### Instruksi Tugas 1
Hitung berapa baris dalam daftar yang memuat kata "flagpole". Huruf besar dan kecil dibedakan, dan jawab dengan angkanya saja.

### Potongan Teks
>>>

Kajian mengenai asal usul
penghuni pertama masyarakat yang
ada di Sulawesi Tengah juga di
paparkan dalam sebuah tulisan
(Syamsuri, 2015) .Suku Kaili merupakan
penduduk asli kota Palu yang
secara turun-temurun mendiami
wilayah Propinsi Sulawesi
Tengah, pada zaman
sebelum datangnya penjajahan Belanda,
Raja yang mendiami
masing-masing kekuasaan
yaitu Banawa, Palu,
Tavaili, Parigi, Sigi dan
Kulavi memiliki hubungan kekeluargaan
dengan tujuan untuk
menghindari pertempuran dan Pertikaian antar keluarga.
Kehidupan masyarakat
Etnik Kaili pada
zaman lampau mendiami daerah
pegunungan, hal ini disebabkan karena
pada zaman lampau kehidupan
yang ada di daratan masih
sebuah hamparan lautan yang
sangat luas yang
diarunggi oleh para pelaut-pelaut ulung.
Salah satu pelaut
ulung yang sangat dikenal oleh
masyarakat Etnik To
Kaili adalah pelaut
yang benama Sawerigading. Tokoh
legendaris Sawerigading melalui budaya tradisi tutur lisan pada
masyarakat di Sulawesi Tengah merupakan
pelaut handal yang
mengarunggi wilaya lautan Sulawesi yang
dalam cerita kisah
sang legenda memiliki nuansa mitos,
legenda yang mengambarkan
bagaimana kehidupan pada zaman
lampau masyarakat Etnik
Kaili telah menjalin hubungan
kekerabatan, kekeluargaan terhadap
para tamu atau pelaut
yang singah di
wilayah Sulawesi Tengah pada zaman lampau. Wilayah Kabupaten
Sigi Sulawesi Tengah melalui informasi lisan menjelaskan bahwa masyarakat To
Kaili pada zaman lampau
mendiami wilayah-wilayah pegunungan karena di
daerah dataran merupakan
kehidupan yang diarunggi oleh
pedagang, pelaut yang menjalin hubungan dan kerja
sama dengan para
Raja-Raja yang mendiami
wilayah Sulawesi Tengah. untuk mengambarkan bagaimana kehidupan
manusia atau masyarakat
Etnik To Kaili
pada zaman lampau bisa
kita saksikan pada
gambar bentuk lautan
yang ada di Lembah Sulawesi Tengah pada zaman lampau.

<<<

### Instruksi Tugas 2
Lanjutkan tulisan tentang asal usul Suku Kaili di atas, mulai setelah kalimat terakhirnya.

### Baris Tersimpan
>>>

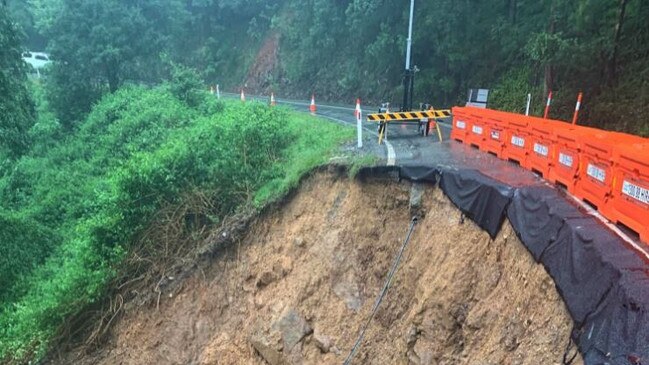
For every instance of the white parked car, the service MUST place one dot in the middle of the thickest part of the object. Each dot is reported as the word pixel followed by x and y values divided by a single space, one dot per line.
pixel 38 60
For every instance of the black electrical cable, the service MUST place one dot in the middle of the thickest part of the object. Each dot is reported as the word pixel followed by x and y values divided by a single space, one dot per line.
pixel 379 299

<<<
>>>

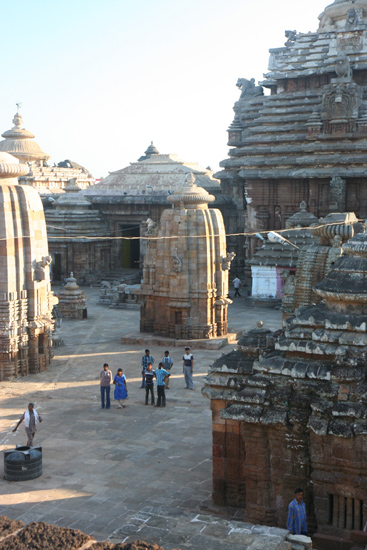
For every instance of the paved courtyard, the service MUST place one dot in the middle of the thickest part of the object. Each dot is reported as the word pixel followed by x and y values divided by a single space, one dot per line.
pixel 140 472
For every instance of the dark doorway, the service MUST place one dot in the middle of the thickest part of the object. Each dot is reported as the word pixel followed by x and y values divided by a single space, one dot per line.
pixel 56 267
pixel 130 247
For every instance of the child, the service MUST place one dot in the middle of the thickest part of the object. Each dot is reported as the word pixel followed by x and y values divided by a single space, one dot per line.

<<<
>>>

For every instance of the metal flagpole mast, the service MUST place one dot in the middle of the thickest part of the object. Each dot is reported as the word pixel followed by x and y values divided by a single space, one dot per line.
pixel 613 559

<<<

### Jawaban 1
1

### Jawaban 2
Gambaran kehidupan masyarakat
Etnik To Kaili
pada zama lampau juga
diuarikan oleh Pernyataan
TL, yang merupakan salah
satu tokoh adat
yang ada di
Desa Sidera bahwa:
Suku Kaili
suku paling nadea ri Tanah Kaili, tesa
nituturata eo hitu merupakan
tesa mpotutura asal
usul topo nturo
ri Lemba nu palu
sekarang. Tesa notua
kami ngaulu nibolika kami,. Totua
ngaulu ri Tanah
Kaili nonturo pura ri
buluna apa ngaulu isi nu ngata hi
tasi bayangi, naria katuvua
ntotua ngaulu tapi natuvu ri buluna.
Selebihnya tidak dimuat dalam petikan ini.